§ EXERCISE AIM
Edit the rows starting with the line that contains "locate the jade" and going on through the end of the rows, changing "detection" to "localization" and leaving everything else as it is. Leave the pictures out of your answer.
>> Begin GIVEN INFORMATION
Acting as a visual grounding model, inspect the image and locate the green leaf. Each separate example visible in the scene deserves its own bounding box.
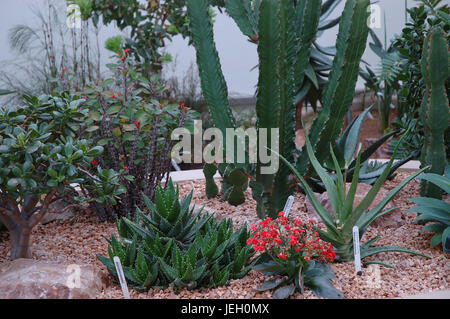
[272,285,295,299]
[256,279,283,291]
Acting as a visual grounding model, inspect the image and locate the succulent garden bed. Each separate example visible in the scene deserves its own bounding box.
[0,173,450,299]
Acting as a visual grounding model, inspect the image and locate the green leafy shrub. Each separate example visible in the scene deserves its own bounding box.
[98,181,252,290]
[82,49,197,219]
[90,0,224,75]
[407,165,450,251]
[247,212,343,299]
[0,92,115,259]
[280,130,427,267]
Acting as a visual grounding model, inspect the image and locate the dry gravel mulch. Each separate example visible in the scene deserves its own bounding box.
[0,173,450,299]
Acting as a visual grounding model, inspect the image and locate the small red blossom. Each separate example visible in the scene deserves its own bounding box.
[277,253,286,260]
[247,216,336,265]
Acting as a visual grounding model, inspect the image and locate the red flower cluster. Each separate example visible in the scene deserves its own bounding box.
[247,212,336,262]
[117,49,130,61]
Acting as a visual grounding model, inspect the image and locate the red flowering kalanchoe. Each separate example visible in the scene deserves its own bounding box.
[247,212,336,266]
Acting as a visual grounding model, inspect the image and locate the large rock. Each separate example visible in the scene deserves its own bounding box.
[0,259,106,299]
[305,183,403,227]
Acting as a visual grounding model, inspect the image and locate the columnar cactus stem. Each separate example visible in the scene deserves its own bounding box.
[420,27,450,199]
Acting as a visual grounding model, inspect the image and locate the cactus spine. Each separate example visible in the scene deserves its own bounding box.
[420,27,450,199]
[186,0,369,218]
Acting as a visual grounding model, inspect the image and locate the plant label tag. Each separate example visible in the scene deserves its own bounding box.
[114,256,130,299]
[283,195,294,217]
[353,226,362,275]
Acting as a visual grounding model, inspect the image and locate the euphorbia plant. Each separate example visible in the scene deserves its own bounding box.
[247,212,342,298]
[0,94,108,259]
[83,49,196,219]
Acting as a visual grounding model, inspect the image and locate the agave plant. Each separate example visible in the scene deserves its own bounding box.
[280,130,429,267]
[308,106,415,191]
[407,168,450,252]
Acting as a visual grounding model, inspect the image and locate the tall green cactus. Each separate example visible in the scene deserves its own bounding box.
[420,27,450,199]
[186,0,369,218]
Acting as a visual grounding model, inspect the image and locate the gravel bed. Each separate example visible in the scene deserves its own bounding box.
[0,173,450,299]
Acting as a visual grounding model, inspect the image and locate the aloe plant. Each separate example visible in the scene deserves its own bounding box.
[186,0,369,218]
[407,165,450,252]
[280,130,429,267]
[420,27,450,199]
[308,106,414,191]
[97,180,253,290]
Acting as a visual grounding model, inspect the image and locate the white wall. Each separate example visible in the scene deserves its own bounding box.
[0,0,422,96]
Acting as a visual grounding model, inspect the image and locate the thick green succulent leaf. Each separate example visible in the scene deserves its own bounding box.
[272,285,295,299]
[361,245,431,259]
[303,261,344,299]
[419,173,450,194]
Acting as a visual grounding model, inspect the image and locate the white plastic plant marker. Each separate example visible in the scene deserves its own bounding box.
[353,226,362,275]
[114,256,130,299]
[283,195,294,217]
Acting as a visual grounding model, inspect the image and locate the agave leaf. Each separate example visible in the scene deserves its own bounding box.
[303,261,344,299]
[357,167,427,229]
[409,197,450,215]
[362,260,395,269]
[361,245,431,259]
[420,224,450,234]
[256,278,285,291]
[419,173,450,194]
[271,146,339,238]
[406,206,450,223]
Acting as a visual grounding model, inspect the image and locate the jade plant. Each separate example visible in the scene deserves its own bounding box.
[280,130,429,267]
[407,165,450,252]
[0,92,108,260]
[98,180,253,290]
[420,27,450,199]
[186,0,369,218]
[247,215,343,299]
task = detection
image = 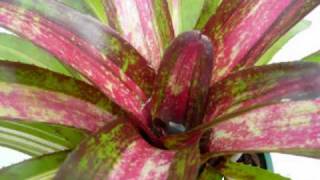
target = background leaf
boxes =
[0,33,81,79]
[303,51,320,62]
[256,20,311,66]
[55,120,200,180]
[0,151,69,179]
[0,119,87,156]
[217,161,289,180]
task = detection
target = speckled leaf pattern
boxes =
[152,31,213,133]
[104,0,174,69]
[203,0,320,83]
[166,0,207,36]
[0,0,154,95]
[204,99,320,158]
[0,62,121,131]
[0,33,84,80]
[0,119,87,156]
[217,161,289,180]
[205,62,320,121]
[55,120,199,180]
[163,62,320,148]
[0,1,156,134]
[0,151,69,179]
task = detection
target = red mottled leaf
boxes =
[203,0,320,83]
[0,1,156,137]
[104,0,174,69]
[0,62,117,131]
[0,0,154,95]
[55,120,199,179]
[205,62,320,121]
[163,62,320,148]
[152,31,213,134]
[217,161,289,180]
[205,99,320,158]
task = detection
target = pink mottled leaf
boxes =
[163,62,320,150]
[205,99,320,158]
[205,62,320,121]
[152,31,213,134]
[198,165,223,180]
[0,0,154,95]
[104,0,174,69]
[0,62,123,131]
[203,0,320,83]
[55,120,200,180]
[0,0,156,137]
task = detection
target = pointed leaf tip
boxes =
[203,0,320,84]
[55,120,199,180]
[152,31,213,137]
>> End GIVEN INFORMATION
§ TASK SOLUTION
Acting as a visual grounding model, inspect the image and locate the jade plant. Each separate example visible in the scene deserves its own bounding box.
[280,130,429,267]
[407,165,450,252]
[0,92,108,260]
[98,180,253,290]
[420,27,450,199]
[186,0,369,218]
[247,215,343,299]
task = localization
image = 
target = background leaf
boxes =
[0,33,81,79]
[303,51,320,62]
[256,20,311,66]
[55,120,200,180]
[0,151,69,179]
[0,119,87,156]
[217,161,289,180]
task = localization
target = speckled leaf pattern
boxes =
[152,31,213,133]
[104,0,174,69]
[203,0,320,83]
[166,0,207,36]
[0,0,154,95]
[204,99,320,158]
[0,62,121,131]
[0,33,84,80]
[0,119,87,156]
[217,161,289,180]
[205,62,320,121]
[55,120,199,180]
[163,62,320,148]
[0,1,156,134]
[0,151,69,179]
task = localization
target = red mottled leaf
boxes =
[203,0,320,83]
[0,1,156,137]
[104,0,174,69]
[0,62,117,131]
[0,0,154,95]
[55,120,199,179]
[205,62,320,121]
[163,62,320,148]
[152,31,213,134]
[217,161,289,180]
[205,99,320,158]
task = localization
target = pink mottled leaf
boxes =
[163,62,320,150]
[205,99,320,158]
[205,62,320,121]
[152,31,213,134]
[198,165,223,180]
[0,0,154,95]
[104,0,174,69]
[0,62,123,131]
[203,0,320,83]
[55,120,200,180]
[0,0,156,137]
task = localization
target = pointed leaf tip
boxes =
[203,0,320,84]
[55,120,199,180]
[152,31,213,137]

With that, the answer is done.